[Collection entries]
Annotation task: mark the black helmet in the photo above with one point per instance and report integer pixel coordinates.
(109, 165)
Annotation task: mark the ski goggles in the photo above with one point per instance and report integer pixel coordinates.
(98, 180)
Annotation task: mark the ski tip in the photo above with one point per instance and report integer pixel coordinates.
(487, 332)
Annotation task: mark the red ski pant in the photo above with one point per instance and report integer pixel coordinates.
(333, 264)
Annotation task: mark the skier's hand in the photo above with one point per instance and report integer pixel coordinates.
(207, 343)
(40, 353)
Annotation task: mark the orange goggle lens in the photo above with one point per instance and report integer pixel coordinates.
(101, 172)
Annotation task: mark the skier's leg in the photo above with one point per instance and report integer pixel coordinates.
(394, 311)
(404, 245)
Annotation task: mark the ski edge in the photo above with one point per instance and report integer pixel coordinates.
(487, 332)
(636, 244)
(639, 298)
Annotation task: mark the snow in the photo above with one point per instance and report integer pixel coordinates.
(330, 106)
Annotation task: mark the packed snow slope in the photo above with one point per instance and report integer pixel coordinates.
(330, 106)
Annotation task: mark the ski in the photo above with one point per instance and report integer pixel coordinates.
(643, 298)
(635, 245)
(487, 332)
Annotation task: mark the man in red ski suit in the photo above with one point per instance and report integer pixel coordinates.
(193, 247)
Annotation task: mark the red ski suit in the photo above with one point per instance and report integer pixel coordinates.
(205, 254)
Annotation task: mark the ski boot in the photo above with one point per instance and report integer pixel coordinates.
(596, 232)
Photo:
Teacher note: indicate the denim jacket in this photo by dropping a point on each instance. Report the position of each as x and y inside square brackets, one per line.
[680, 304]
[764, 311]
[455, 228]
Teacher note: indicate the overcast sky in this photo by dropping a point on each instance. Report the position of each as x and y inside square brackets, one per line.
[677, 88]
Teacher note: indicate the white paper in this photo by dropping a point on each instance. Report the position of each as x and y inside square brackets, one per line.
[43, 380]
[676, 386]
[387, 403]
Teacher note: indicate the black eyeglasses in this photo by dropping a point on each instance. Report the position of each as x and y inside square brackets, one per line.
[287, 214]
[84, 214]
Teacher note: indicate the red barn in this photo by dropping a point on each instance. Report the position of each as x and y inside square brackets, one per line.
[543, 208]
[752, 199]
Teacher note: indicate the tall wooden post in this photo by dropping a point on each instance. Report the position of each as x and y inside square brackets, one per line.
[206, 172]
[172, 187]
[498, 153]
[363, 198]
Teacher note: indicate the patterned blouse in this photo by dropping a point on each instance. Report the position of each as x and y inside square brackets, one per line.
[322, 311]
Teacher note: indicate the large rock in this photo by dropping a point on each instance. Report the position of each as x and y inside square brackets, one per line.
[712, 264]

_PROBLEM_: Exactly as they appear above, give the entries again.

_ANSWER BELOW_:
Annotation task: mark the black helmet in the photo above with one point per instance and report integer pixel coordinates.
(109, 165)
Annotation task: mark the ski goggles in the photo above with one point per instance and report integer pixel coordinates.
(98, 180)
Annotation task: mark the ski tip in the photo above with one point per instance and report integer pixel coordinates.
(487, 332)
Annotation task: mark the red ski pant in the photo above with one point per instance and report integer pixel coordinates.
(333, 264)
Annotation task: mark the skier's hand in the photo above with one point per instance and report integer pixel coordinates.
(207, 343)
(40, 353)
Annotation task: mark the orange goggle lens in the photo above with one point per instance and report integer pixel coordinates.
(101, 172)
Annotation task: mark the skier's leg in the photo above with one point per instance and report integer pixel coordinates.
(394, 311)
(404, 245)
Annotation task: mark the ski edge in the photo above with one point per instance and report integer pixel coordinates.
(487, 332)
(636, 244)
(639, 298)
Annotation task: mark the snow in the photo above with one point per instance and report integer pixel coordinates.
(330, 106)
Annotation task: mark the packed snow slope in the photo above with one point per instance and report integer pixel coordinates.
(330, 106)
Annotation task: mark the ski in the photo above with one point per instance and report integer pixel coordinates.
(643, 298)
(635, 245)
(487, 332)
Annotation task: mark the man in red ski suit in the photo above with one point per instance and report integer pixel coordinates.
(193, 247)
Annotation task: mark the red ski suit in the photo above with one point per instance and report integer pixel coordinates.
(205, 254)
Annotation task: mark the ski boot in the photo above with one point per instance and report integer pixel coordinates.
(596, 232)
Photo:
Teacher note: indicate the denim jacket in this photo by dropping a point on each instance. Report the position of each as x and y inside square brackets, one per line.
[680, 304]
[764, 311]
[455, 228]
Teacher note: indicate the overcast sky in this photo by dropping a point on each instance. Report the position of each as x and y inside square brackets, one per line.
[677, 88]
Teacher note: indicate the white paper in this photo by dropping a point on each instance. Report the position of each as x and y inside square brackets, one per line.
[43, 380]
[676, 386]
[387, 403]
Teacher note: indicate the black eyeglasses in this photo by dropping a point on each instance. Report the position of each as x and y inside square brackets, one per line.
[287, 214]
[84, 214]
Teacher note: indicate the red barn in this photo by dropping a point on each instance. Report the position of each as x and y inside square brackets, one per line.
[543, 208]
[752, 199]
Teacher note: indicate the tall wooden post in this photo by dropping a point on each instance. Report the position of each as x and y inside square brackets, one per line.
[206, 172]
[172, 187]
[498, 153]
[363, 198]
Teacher note: indicate the patterned blouse in this photo by dropping a point on each instance. Report the position of each as x and y inside square brackets, one per line.
[322, 311]
Teacher note: indicate the large rock in this photo by dropping a point on each instance. Report the position of each as x and y inside square brackets, one per line.
[712, 264]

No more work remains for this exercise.